• **To do**
Can you render the data below as a JSON list of strings, one string per line, with blank lines left out?

Begin

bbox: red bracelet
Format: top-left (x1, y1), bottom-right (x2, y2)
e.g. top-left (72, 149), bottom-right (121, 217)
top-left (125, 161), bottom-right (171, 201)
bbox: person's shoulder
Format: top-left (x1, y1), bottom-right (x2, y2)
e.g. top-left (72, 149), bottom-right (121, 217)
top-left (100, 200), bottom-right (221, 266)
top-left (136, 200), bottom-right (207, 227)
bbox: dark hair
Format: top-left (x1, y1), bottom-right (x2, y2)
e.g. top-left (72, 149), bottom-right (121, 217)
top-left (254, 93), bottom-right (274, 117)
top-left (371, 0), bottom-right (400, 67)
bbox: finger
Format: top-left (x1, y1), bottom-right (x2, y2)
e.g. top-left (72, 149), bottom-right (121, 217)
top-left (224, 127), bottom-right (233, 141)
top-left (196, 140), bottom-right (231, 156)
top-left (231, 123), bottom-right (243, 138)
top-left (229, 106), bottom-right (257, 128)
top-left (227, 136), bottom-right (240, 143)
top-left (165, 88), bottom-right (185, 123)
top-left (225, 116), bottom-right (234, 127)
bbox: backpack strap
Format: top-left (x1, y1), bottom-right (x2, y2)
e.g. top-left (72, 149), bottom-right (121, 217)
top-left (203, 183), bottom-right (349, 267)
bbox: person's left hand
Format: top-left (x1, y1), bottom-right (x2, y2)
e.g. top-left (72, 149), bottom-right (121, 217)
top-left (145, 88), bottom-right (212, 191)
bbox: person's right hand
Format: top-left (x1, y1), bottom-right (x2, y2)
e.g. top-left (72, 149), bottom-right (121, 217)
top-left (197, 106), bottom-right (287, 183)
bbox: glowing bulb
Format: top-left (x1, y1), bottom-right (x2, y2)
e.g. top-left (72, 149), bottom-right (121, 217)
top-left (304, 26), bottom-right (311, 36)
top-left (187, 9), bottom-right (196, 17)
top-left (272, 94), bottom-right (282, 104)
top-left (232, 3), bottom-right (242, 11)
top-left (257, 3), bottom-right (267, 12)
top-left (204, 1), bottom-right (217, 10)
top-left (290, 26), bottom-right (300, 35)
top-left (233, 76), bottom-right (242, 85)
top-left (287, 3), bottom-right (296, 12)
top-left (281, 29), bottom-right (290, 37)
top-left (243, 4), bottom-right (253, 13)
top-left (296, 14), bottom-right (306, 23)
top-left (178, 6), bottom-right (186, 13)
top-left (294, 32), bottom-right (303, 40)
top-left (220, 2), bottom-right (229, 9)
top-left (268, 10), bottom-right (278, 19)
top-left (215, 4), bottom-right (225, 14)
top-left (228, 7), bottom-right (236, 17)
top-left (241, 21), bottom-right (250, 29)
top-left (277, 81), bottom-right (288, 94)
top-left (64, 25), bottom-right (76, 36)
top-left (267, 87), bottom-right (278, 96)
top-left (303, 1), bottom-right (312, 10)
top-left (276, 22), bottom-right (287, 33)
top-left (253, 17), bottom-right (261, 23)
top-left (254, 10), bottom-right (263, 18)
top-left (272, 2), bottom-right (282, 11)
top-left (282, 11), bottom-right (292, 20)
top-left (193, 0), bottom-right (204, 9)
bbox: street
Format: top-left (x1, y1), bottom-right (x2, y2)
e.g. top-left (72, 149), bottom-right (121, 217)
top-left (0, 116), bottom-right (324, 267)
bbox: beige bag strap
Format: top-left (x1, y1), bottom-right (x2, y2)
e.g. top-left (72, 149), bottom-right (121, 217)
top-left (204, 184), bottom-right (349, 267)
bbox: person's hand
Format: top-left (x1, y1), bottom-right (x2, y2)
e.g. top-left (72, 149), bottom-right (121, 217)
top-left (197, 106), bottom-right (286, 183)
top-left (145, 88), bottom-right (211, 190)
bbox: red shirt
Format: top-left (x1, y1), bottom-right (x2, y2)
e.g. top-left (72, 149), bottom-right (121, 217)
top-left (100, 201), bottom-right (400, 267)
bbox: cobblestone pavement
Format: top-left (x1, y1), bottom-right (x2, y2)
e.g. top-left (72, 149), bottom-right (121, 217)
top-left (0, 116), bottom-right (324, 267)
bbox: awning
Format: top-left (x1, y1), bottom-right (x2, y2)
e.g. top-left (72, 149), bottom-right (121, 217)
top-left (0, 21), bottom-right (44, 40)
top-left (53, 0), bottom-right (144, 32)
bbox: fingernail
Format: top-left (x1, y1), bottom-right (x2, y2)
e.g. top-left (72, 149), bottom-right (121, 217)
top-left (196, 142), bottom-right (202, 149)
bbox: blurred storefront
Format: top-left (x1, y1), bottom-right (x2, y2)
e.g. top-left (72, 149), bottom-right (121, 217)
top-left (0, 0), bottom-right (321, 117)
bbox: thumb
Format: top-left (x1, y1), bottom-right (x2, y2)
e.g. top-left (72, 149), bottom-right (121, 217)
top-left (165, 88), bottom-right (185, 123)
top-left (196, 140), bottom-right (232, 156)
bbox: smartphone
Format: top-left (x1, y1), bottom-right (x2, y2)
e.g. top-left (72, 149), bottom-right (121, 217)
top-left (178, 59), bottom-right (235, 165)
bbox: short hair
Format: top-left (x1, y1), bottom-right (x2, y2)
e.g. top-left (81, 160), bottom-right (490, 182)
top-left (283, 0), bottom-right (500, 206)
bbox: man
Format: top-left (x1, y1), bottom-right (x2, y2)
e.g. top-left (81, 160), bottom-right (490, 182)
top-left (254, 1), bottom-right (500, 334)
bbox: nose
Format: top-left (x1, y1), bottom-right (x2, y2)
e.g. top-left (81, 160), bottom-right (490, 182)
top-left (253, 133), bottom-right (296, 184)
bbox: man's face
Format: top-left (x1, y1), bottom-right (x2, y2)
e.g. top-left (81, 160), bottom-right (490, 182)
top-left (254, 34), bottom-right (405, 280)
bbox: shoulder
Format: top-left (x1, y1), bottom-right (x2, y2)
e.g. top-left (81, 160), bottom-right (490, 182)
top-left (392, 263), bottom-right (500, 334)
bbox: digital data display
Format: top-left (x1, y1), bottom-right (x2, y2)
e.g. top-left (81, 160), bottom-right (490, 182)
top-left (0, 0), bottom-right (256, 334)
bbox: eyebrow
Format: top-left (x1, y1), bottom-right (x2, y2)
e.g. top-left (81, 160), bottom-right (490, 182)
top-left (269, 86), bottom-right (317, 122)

End

• **Expected output**
[
  "bbox: red bracelet",
  "Format: top-left (x1, y1), bottom-right (x2, y2)",
  "e.g. top-left (72, 149), bottom-right (121, 217)",
  "top-left (125, 161), bottom-right (171, 201)",
  "bbox: person's shoulder",
  "Format: top-left (x1, y1), bottom-right (x2, y2)",
  "e.g. top-left (72, 149), bottom-right (121, 217)",
  "top-left (100, 200), bottom-right (221, 266)",
  "top-left (136, 200), bottom-right (207, 227)",
  "bbox: dark hair",
  "Format: top-left (x1, y1), bottom-right (x2, y2)",
  "e.g. top-left (72, 149), bottom-right (121, 217)",
  "top-left (254, 93), bottom-right (274, 117)",
  "top-left (371, 0), bottom-right (400, 67)",
  "bbox: finger",
  "Format: top-left (x1, y1), bottom-right (x2, y2)",
  "e.g. top-left (72, 149), bottom-right (121, 217)",
  "top-left (224, 127), bottom-right (233, 141)",
  "top-left (196, 140), bottom-right (231, 156)",
  "top-left (231, 123), bottom-right (243, 138)",
  "top-left (229, 106), bottom-right (257, 128)",
  "top-left (227, 136), bottom-right (240, 143)",
  "top-left (165, 88), bottom-right (185, 123)",
  "top-left (225, 116), bottom-right (234, 127)",
  "bbox: backpack strap",
  "Format: top-left (x1, y1), bottom-right (x2, y2)",
  "e.g. top-left (72, 149), bottom-right (121, 217)",
  "top-left (203, 183), bottom-right (349, 267)",
  "bbox: person's left hand",
  "Format: top-left (x1, y1), bottom-right (x2, y2)",
  "e.g. top-left (72, 149), bottom-right (121, 217)",
  "top-left (145, 88), bottom-right (212, 191)",
  "bbox: person's right hand",
  "Format: top-left (x1, y1), bottom-right (x2, y2)",
  "e.g. top-left (72, 149), bottom-right (121, 217)",
  "top-left (197, 106), bottom-right (287, 183)",
  "bbox: glowing bulb",
  "Format: top-left (x1, y1), bottom-right (x2, y2)",
  "e.g. top-left (72, 149), bottom-right (121, 217)",
  "top-left (304, 26), bottom-right (311, 36)",
  "top-left (187, 9), bottom-right (196, 17)",
  "top-left (272, 94), bottom-right (282, 104)",
  "top-left (232, 3), bottom-right (242, 11)",
  "top-left (257, 3), bottom-right (267, 12)",
  "top-left (204, 1), bottom-right (217, 10)",
  "top-left (290, 26), bottom-right (300, 35)",
  "top-left (233, 76), bottom-right (242, 85)",
  "top-left (287, 3), bottom-right (296, 12)",
  "top-left (281, 29), bottom-right (290, 37)",
  "top-left (243, 4), bottom-right (253, 13)",
  "top-left (296, 14), bottom-right (306, 23)",
  "top-left (178, 6), bottom-right (186, 13)",
  "top-left (294, 32), bottom-right (303, 40)",
  "top-left (220, 2), bottom-right (229, 9)",
  "top-left (268, 10), bottom-right (278, 19)",
  "top-left (215, 4), bottom-right (225, 14)",
  "top-left (228, 7), bottom-right (236, 17)",
  "top-left (241, 21), bottom-right (250, 29)",
  "top-left (277, 81), bottom-right (288, 94)",
  "top-left (64, 25), bottom-right (76, 36)",
  "top-left (267, 87), bottom-right (278, 96)",
  "top-left (303, 1), bottom-right (312, 10)",
  "top-left (276, 22), bottom-right (287, 33)",
  "top-left (253, 17), bottom-right (261, 23)",
  "top-left (254, 10), bottom-right (263, 18)",
  "top-left (272, 2), bottom-right (282, 11)",
  "top-left (282, 11), bottom-right (292, 20)",
  "top-left (193, 0), bottom-right (204, 9)",
  "bbox: street",
  "Format: top-left (x1, y1), bottom-right (x2, y2)",
  "e.g. top-left (72, 149), bottom-right (121, 217)",
  "top-left (0, 116), bottom-right (324, 267)",
  "bbox: beige bag strap",
  "Format: top-left (x1, y1), bottom-right (x2, y2)",
  "e.g. top-left (72, 149), bottom-right (121, 217)",
  "top-left (204, 184), bottom-right (349, 267)",
  "bbox: person's hand",
  "Format: top-left (x1, y1), bottom-right (x2, y2)",
  "e.g. top-left (72, 149), bottom-right (121, 217)",
  "top-left (197, 106), bottom-right (286, 183)",
  "top-left (145, 88), bottom-right (211, 190)",
  "bbox: red shirt",
  "Format: top-left (x1, y1), bottom-right (x2, y2)",
  "e.g. top-left (72, 149), bottom-right (121, 217)",
  "top-left (100, 201), bottom-right (400, 267)",
  "bbox: cobblestone pavement",
  "Format: top-left (x1, y1), bottom-right (x2, y2)",
  "e.g. top-left (72, 149), bottom-right (121, 217)",
  "top-left (0, 116), bottom-right (324, 267)",
  "bbox: awning",
  "Format: top-left (x1, y1), bottom-right (x2, y2)",
  "e.g. top-left (72, 149), bottom-right (121, 217)",
  "top-left (0, 21), bottom-right (44, 40)",
  "top-left (53, 0), bottom-right (144, 32)",
  "bbox: fingernail",
  "Format: top-left (x1, y1), bottom-right (x2, y2)",
  "e.g. top-left (72, 149), bottom-right (121, 217)",
  "top-left (196, 142), bottom-right (202, 149)",
  "bbox: blurred storefront",
  "Format: top-left (x1, y1), bottom-right (x2, y2)",
  "e.g. top-left (72, 149), bottom-right (121, 217)",
  "top-left (0, 0), bottom-right (321, 117)",
  "bbox: thumb",
  "Format: top-left (x1, y1), bottom-right (x2, y2)",
  "e.g. top-left (72, 149), bottom-right (121, 217)",
  "top-left (165, 88), bottom-right (185, 123)",
  "top-left (196, 140), bottom-right (232, 156)",
  "bbox: smartphone",
  "Format: top-left (x1, y1), bottom-right (x2, y2)",
  "e.g. top-left (72, 149), bottom-right (121, 217)",
  "top-left (178, 59), bottom-right (235, 165)",
  "bbox: short hair",
  "Format: top-left (x1, y1), bottom-right (x2, y2)",
  "e.g. top-left (81, 160), bottom-right (490, 182)",
  "top-left (283, 0), bottom-right (500, 206)",
  "bbox: man",
  "Format: top-left (x1, y1), bottom-right (x2, y2)",
  "e.g. top-left (81, 160), bottom-right (490, 182)",
  "top-left (254, 1), bottom-right (500, 334)",
  "bbox: nose",
  "Format: top-left (x1, y1), bottom-right (x2, y2)",
  "e.g. top-left (81, 160), bottom-right (490, 182)",
  "top-left (253, 133), bottom-right (296, 184)",
  "bbox: man's face",
  "Format: top-left (x1, y1), bottom-right (x2, y2)",
  "e.g. top-left (81, 160), bottom-right (490, 182)",
  "top-left (254, 34), bottom-right (405, 280)",
  "bbox: shoulder",
  "Format: top-left (x1, y1), bottom-right (x2, y2)",
  "e.g. top-left (81, 160), bottom-right (490, 182)",
  "top-left (392, 263), bottom-right (500, 334)",
  "bbox: digital data display",
  "Format: top-left (x1, y1), bottom-right (x2, y2)",
  "e.g. top-left (81, 160), bottom-right (490, 182)",
  "top-left (0, 0), bottom-right (256, 334)",
  "bbox: eyebrow",
  "Format: top-left (x1, y1), bottom-right (x2, y2)",
  "e.g. top-left (81, 160), bottom-right (490, 182)",
  "top-left (269, 86), bottom-right (317, 122)"
]